## EXERCISE
State how many lines of the records contain the word "point". Reply with the number alone.

## SUPPLIED ENTRIES

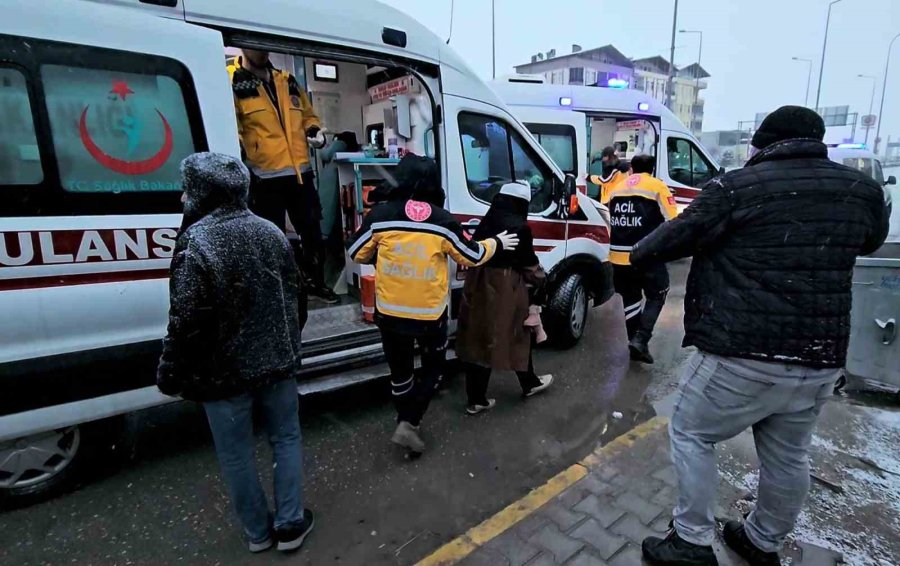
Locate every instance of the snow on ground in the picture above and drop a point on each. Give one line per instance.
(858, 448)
* * *
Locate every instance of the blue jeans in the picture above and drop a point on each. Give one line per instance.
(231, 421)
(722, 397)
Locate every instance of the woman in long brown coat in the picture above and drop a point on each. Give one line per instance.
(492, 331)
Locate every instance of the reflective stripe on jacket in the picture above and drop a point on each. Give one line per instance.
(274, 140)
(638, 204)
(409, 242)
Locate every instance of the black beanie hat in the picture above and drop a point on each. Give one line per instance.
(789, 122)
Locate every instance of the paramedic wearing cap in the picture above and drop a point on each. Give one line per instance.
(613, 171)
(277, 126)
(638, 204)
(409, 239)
...
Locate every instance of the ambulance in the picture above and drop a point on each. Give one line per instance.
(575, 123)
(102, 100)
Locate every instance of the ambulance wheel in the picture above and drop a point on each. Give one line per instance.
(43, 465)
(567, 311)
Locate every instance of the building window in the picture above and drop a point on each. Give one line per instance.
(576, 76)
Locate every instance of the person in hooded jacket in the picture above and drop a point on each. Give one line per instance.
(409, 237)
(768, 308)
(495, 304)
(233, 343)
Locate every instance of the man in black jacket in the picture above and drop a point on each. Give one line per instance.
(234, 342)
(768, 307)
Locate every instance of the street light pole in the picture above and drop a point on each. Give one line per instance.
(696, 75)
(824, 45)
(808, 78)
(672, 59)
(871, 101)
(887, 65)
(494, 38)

## RESULT OF THE TASK
12